[Passage shown]
★ ★ ★

1. Ringham, Cathy PhD, RN
  2. McNeil, Deborah PhD, RN
  3. Benzies, Karen M. PhD, RN


Background: Integrating parents into the care of their infants in the neonatal intensive care unit (NICU) is vital for both parents and infants. Yet, parents are often not fully involved in important decision-making and care, even when practices are family- and patient-centered. Alberta Family Integrated Care (FICare) is a model of care designed to support integration of parents into their infant's care.


Purpose: The aim of this study was to describe and examine how mothers' work was coordinated by institutional processes when participating in Alberta FICare.


Methods: We used institutional ethnography to analyze written entries in Alberta FICare parent journals to show points of tension mothers experienced in the NICU.

★ ★ ★

[What the task asks] Carry on the abstract about Alberta Family Integrated Care in the NICU, starting after its Methods sentence.

[Point localization records]
★ ★ ★

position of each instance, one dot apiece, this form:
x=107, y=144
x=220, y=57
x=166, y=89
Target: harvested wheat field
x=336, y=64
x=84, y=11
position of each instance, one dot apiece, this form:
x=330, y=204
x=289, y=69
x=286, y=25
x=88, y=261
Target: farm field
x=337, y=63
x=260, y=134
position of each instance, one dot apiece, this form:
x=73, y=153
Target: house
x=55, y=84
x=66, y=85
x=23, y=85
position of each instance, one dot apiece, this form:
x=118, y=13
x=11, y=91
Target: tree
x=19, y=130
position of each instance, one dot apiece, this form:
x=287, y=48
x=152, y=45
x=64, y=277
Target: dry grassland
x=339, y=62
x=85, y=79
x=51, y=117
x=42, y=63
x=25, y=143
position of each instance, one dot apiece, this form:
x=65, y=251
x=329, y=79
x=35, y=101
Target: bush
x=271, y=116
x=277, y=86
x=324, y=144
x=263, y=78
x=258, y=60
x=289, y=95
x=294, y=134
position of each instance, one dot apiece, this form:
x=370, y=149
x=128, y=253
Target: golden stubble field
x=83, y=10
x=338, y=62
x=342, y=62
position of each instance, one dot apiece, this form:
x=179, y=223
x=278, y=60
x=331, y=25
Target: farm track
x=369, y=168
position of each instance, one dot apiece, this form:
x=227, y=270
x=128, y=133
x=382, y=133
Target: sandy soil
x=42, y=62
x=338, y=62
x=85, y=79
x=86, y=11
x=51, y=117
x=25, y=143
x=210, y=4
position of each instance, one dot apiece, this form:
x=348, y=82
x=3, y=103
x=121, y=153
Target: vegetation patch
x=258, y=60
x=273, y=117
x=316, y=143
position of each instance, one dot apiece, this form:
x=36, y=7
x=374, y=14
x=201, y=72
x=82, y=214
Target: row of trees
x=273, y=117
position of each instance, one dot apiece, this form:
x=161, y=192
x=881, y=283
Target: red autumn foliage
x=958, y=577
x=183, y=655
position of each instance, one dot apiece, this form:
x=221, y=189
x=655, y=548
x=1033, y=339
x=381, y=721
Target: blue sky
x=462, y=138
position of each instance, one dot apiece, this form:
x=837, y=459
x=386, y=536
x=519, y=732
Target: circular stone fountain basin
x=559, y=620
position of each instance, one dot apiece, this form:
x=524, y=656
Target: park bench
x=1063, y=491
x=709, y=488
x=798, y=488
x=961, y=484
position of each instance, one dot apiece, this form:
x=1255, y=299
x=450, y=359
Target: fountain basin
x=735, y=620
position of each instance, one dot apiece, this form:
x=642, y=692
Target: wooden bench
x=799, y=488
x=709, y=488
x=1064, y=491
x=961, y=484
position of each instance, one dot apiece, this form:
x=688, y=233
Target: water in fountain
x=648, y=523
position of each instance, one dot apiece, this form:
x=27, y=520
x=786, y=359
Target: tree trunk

★ ★ ★

[Result]
Results: We illustrated the institutional activities that intersect with parental work of being present in the NICU. We argue that the journal text and the primary discourses that mothers are tuned to organize the way they knew and thought about their infant. Managing everyday NICU rules, navigating constant and unexpected changes, and the work of feeding their infant created tension. Mothers focused on milk supply, weight gain, and transition from gavage to nipple feeds. We show how mothers' activities were coordinated by practices that prioritize progression toward discharge rather than supporting them through the roller coaster of emotions and practical challenges of being present in the NICU.


Implications for Practice: This illustration of institutional systems and processes may assist practitioners to understand the barriers mothers face when caring for their infants in the NICU.